## What this task involves
Please restate each entry word for word and leave the pictures out.

## Supplied entries
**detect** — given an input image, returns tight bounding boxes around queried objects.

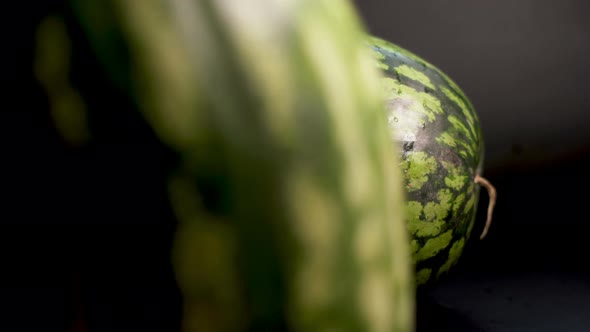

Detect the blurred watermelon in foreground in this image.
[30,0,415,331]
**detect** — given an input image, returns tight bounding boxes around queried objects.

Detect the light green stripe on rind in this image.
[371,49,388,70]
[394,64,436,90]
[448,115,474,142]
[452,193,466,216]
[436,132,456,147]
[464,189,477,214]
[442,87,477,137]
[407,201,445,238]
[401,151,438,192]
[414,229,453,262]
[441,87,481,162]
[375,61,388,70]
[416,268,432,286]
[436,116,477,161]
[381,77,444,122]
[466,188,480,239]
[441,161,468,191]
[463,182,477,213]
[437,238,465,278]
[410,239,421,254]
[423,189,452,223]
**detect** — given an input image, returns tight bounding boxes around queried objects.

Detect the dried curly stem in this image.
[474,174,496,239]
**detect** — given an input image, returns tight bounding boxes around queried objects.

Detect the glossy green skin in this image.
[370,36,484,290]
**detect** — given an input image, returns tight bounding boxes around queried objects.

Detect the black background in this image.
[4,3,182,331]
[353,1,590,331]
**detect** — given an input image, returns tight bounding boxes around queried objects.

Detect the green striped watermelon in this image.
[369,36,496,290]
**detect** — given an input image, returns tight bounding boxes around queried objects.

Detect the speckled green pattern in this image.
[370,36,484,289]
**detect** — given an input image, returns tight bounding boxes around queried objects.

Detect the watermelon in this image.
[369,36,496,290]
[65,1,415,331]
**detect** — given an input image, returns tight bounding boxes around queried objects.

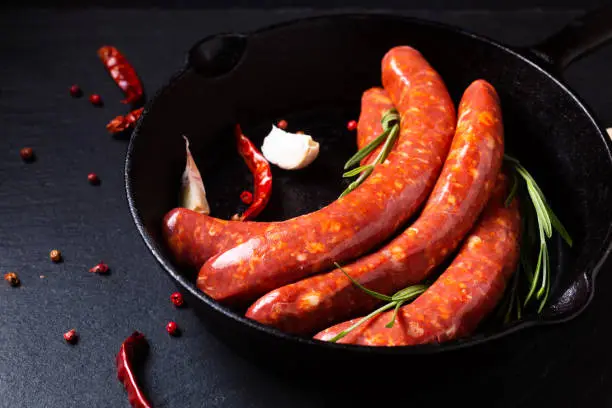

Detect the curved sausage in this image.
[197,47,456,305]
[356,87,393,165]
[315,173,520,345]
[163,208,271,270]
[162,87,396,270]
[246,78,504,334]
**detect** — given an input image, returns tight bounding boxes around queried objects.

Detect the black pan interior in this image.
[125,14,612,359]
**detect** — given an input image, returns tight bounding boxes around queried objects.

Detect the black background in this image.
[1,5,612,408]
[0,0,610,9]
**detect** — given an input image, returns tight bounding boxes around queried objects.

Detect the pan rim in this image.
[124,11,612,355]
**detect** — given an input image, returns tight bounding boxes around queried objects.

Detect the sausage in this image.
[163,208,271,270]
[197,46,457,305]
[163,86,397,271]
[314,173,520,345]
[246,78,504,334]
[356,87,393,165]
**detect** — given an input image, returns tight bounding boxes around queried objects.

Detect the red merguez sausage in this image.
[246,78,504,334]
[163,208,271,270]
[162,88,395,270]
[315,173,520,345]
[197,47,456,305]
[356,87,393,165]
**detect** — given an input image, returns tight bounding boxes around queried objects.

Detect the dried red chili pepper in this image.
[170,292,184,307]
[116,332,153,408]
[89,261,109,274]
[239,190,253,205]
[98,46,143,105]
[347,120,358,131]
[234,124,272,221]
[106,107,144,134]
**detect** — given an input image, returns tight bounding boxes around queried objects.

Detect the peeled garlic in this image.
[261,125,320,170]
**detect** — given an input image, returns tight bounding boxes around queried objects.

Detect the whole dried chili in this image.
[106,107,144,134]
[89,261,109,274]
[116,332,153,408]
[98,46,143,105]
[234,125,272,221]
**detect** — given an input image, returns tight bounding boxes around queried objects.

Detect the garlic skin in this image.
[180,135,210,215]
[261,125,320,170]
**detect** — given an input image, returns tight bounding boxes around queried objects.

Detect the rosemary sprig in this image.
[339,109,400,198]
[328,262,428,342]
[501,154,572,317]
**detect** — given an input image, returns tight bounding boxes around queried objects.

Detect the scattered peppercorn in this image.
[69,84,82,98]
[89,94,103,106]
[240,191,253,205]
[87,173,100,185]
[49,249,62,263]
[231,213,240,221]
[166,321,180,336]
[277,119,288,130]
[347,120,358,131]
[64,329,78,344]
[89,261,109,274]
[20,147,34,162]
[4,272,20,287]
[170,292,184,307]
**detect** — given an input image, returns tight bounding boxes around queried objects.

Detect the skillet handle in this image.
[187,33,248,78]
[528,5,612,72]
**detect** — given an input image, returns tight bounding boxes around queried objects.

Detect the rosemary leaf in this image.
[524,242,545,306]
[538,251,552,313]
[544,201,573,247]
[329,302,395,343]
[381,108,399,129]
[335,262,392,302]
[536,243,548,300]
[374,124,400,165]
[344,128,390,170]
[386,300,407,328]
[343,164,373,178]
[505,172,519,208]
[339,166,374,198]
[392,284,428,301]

## Answer
**detect** — given an input image, returns tight bounding boxes around queried objects.


Detect the blurred watermelon in foreground in this image.
[30,0,415,331]
**detect** — given an input image, returns tight bounding boxes around queried objects.

Detect the light green stripe on rind in this image.
[371,49,388,70]
[394,64,436,90]
[448,115,474,142]
[452,193,466,216]
[436,132,456,147]
[464,189,477,214]
[442,87,477,137]
[407,201,445,238]
[401,151,438,192]
[414,229,453,262]
[441,87,481,162]
[375,61,388,70]
[416,268,432,286]
[436,116,477,161]
[381,77,444,122]
[466,188,480,239]
[441,161,468,191]
[463,182,477,213]
[437,238,465,278]
[410,239,421,254]
[423,189,452,223]
**detect** — given an input image, returns tight bounding boxes around queried objects.

Detect the dried curly stem in this image.
[474,174,496,239]
**detect** — given an input image, returns tight bounding boxes around queried objects.

Detect the glossy green skin in this image.
[370,36,484,290]
**detect** — given an input image, returns tight bounding boxes around queried objects.

Detect the black background in this image.
[4,3,182,331]
[353,1,590,331]
**detect** — given an input image, returns tight bounding boxes around queried objects.

Detect the green striped watermelon in this image.
[369,36,496,290]
**detect** — given an input image, returns tight bounding boxes around queried objects.

Detect the speckled green pattern in this image.
[370,36,484,289]
**detect** — given an input image, returns tight bounding boxes around queried objects.

Detect the watermelon in this image.
[369,36,496,290]
[65,1,415,331]
**detect** — given an input image, returns tight bounding boxes around queried objects.


Detect the curved sausage in this image.
[197,47,456,305]
[356,87,393,165]
[315,173,520,345]
[163,208,271,270]
[162,87,396,270]
[246,78,504,334]
**detect** — given an input image, returns tight bounding boxes around queried objects.

Detect the black pan interior in this image.
[125,14,612,359]
**detect** — given an input image, returns tight bounding boxes around queried objects.

Detect the black background in this image.
[1,5,612,408]
[0,0,610,9]
**detect** — given an input image, returns tight bounding boxes around queried objects.

Detect the pan rim in this image.
[124,11,612,355]
**detect** — given an input image, returns tight bounding boxes around queried objects.

Detect the sausage in this image.
[163,208,271,270]
[197,46,457,305]
[163,86,397,271]
[314,173,520,345]
[246,78,504,334]
[356,87,393,165]
**detect** — given an input image, returns tight bounding boxes around queried objects.

Detect the red merguez sausage in this image.
[246,78,504,334]
[163,208,271,270]
[162,88,395,270]
[315,173,520,345]
[197,47,456,305]
[356,87,393,165]
**detect** — given an input image, returns tight bounding boxes around queried objects.

Detect the dried red chili pepper in this image.
[170,292,184,307]
[116,332,153,408]
[89,261,109,274]
[239,190,253,205]
[98,46,143,105]
[347,120,358,131]
[234,124,272,221]
[106,107,144,134]
**detect** — given an input image, returns tight bounding boxes around queried objects.

Detect the peeled garlic in this image.
[261,125,320,170]
**detect** — given an input image, returns tight bounding boxes around queried objects.

Detect the whole dried chili in this image.
[106,107,144,134]
[89,261,109,274]
[116,332,153,408]
[98,46,143,105]
[234,125,272,221]
**detect** — given an input image, returns tight bounding boxes around queried objects.

Detect the garlic skin in this image.
[180,135,210,215]
[261,125,320,170]
**detect** — given an input image, returns tight bounding boxes around queried objects.

Detect the rosemary sprig in this image.
[339,109,400,198]
[328,262,428,342]
[501,154,572,317]
**detect** — given an input image, returns tight bounding boxes around queried objects.

Detect the scattered peppercorn in this image.
[69,84,82,98]
[89,94,103,106]
[240,191,253,205]
[87,173,100,185]
[49,249,62,263]
[231,213,240,221]
[166,321,180,336]
[277,119,288,130]
[347,120,358,131]
[64,329,78,344]
[89,261,109,274]
[20,147,34,162]
[4,272,20,287]
[170,292,184,307]
**detect** — given an input image, returns tight bounding boxes around queried objects.

Detect the skillet handle in this image.
[187,33,248,78]
[528,5,612,72]
**detect** — given an input image, returns tight bounding boxes around queried objects.

Detect the rosemary leaf in this image.
[524,242,545,306]
[538,251,552,313]
[544,201,573,247]
[329,302,395,343]
[381,108,399,129]
[335,262,392,302]
[536,243,548,300]
[374,124,400,165]
[344,128,390,170]
[386,300,407,328]
[343,164,373,178]
[505,172,519,208]
[339,166,374,198]
[392,284,428,301]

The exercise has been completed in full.